╭─ Record extracts

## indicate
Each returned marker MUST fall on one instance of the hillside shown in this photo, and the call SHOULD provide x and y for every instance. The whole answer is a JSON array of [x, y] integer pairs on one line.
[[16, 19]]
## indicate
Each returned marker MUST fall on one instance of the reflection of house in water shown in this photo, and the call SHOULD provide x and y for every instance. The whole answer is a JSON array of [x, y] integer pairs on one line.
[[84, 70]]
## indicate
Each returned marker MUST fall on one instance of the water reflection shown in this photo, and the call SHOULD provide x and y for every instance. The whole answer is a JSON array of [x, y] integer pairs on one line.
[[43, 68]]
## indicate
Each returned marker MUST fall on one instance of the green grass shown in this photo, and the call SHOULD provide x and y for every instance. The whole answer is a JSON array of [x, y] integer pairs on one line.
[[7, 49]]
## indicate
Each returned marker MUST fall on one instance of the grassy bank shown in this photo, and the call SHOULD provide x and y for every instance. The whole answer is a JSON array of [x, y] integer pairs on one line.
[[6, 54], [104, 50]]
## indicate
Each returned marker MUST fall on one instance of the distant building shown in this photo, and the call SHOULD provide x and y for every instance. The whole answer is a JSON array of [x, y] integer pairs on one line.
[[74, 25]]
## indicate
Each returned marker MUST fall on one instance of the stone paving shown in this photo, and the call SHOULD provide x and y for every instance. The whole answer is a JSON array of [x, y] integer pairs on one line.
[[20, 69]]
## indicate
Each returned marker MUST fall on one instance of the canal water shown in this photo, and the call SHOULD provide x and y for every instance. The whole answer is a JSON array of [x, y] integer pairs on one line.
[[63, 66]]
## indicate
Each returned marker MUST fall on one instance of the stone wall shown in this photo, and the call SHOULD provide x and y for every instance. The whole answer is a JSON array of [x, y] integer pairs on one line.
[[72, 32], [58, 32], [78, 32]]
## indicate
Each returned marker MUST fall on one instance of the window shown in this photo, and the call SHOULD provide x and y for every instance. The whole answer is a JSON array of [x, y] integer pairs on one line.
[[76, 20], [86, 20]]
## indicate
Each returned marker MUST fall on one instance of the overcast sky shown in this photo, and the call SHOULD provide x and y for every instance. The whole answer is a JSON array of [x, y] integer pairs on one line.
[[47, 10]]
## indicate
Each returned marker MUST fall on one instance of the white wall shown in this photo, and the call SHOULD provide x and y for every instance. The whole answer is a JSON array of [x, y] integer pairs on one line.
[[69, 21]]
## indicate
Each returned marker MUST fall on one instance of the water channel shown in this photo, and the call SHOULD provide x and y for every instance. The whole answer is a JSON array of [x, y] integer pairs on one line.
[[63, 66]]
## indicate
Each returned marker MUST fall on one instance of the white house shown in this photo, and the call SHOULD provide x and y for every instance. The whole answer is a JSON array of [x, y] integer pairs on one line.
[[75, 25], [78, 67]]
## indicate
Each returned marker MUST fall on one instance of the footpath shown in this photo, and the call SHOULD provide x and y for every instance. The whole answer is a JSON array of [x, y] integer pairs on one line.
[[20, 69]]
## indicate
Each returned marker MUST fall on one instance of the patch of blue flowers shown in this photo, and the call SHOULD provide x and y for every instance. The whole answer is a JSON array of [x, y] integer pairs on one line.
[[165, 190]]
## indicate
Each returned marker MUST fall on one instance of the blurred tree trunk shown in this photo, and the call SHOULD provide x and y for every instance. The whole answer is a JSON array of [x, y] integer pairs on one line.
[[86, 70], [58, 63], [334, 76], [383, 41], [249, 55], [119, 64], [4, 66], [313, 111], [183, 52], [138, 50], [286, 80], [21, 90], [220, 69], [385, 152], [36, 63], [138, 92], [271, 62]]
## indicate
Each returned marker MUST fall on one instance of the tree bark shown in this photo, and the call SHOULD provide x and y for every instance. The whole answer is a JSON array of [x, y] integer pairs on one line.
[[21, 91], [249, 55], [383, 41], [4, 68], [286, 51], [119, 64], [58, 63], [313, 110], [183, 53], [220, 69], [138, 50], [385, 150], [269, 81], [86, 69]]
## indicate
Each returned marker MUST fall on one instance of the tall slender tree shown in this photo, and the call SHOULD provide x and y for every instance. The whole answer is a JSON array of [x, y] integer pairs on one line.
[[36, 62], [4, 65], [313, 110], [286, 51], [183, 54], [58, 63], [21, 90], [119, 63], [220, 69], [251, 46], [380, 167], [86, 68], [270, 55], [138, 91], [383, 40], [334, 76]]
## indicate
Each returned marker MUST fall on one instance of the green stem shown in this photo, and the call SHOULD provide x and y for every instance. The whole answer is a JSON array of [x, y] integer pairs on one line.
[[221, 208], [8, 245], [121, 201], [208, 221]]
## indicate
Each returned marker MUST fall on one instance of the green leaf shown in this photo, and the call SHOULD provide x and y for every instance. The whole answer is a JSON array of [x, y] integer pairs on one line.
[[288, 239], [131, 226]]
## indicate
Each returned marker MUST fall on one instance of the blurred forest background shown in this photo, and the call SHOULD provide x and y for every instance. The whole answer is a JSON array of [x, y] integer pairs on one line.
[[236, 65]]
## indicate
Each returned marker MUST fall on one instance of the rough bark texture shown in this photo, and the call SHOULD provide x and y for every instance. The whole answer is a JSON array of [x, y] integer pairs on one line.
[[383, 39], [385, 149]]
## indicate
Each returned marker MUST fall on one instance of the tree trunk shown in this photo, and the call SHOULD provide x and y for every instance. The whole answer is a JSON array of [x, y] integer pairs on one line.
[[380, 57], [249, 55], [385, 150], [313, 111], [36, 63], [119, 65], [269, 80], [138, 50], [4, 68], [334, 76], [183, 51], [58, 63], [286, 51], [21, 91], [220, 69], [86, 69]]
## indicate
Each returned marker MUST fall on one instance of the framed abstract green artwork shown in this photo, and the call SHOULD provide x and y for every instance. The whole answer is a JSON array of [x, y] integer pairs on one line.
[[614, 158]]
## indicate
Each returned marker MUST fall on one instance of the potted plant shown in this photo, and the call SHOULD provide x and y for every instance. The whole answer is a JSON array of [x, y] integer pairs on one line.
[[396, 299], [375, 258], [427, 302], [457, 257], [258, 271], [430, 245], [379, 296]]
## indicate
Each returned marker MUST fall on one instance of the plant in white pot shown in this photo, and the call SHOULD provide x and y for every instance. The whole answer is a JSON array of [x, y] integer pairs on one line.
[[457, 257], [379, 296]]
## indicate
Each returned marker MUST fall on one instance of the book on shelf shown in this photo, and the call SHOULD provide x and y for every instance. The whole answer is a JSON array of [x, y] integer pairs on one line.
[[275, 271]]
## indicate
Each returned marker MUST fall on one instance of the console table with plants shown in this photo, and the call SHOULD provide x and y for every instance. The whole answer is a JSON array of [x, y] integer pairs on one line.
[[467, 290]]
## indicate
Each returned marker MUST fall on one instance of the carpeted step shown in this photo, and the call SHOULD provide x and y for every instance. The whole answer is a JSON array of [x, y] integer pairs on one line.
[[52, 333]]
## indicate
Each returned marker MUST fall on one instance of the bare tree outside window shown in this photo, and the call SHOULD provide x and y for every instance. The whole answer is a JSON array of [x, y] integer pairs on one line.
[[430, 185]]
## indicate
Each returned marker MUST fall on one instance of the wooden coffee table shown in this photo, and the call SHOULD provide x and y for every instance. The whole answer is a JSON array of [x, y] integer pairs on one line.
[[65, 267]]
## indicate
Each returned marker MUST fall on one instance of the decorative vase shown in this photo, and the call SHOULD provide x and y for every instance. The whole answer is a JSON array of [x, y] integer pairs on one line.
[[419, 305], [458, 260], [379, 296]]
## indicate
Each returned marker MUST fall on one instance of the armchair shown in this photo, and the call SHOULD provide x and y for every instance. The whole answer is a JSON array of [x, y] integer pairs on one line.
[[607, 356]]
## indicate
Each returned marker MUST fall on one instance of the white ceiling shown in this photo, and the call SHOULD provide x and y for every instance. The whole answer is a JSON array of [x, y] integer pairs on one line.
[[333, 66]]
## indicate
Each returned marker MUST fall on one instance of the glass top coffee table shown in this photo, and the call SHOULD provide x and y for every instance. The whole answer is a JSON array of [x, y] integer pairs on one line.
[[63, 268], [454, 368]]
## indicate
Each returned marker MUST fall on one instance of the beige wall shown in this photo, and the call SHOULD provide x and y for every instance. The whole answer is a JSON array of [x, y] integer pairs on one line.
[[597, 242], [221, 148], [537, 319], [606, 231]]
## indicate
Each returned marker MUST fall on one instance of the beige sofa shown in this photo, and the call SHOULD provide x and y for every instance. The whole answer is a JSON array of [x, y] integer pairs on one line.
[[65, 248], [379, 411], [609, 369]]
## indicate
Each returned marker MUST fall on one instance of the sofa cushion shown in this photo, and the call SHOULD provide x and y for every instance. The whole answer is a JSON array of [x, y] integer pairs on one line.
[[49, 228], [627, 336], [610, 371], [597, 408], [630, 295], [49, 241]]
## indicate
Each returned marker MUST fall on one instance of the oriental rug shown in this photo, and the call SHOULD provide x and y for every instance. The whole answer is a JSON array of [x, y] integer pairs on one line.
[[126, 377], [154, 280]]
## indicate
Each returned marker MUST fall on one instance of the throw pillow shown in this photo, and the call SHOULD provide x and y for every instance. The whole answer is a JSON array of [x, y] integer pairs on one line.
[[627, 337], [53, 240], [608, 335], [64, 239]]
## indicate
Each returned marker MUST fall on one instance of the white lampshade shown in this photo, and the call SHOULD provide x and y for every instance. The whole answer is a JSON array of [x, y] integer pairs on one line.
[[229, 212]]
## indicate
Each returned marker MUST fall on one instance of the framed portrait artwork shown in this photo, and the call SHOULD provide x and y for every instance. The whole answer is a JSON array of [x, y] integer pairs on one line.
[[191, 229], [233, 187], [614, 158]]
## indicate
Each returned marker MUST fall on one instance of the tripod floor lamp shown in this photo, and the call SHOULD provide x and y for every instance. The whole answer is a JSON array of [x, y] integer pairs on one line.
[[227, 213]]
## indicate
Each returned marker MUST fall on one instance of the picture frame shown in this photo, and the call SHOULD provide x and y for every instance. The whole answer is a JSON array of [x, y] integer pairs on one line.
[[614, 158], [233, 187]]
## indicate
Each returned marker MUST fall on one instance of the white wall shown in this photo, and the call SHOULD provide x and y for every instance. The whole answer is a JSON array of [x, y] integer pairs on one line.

╰─

Directive -
State how many lines of the listing above contain the word "coffee". Reply with the number alone.

The result -
2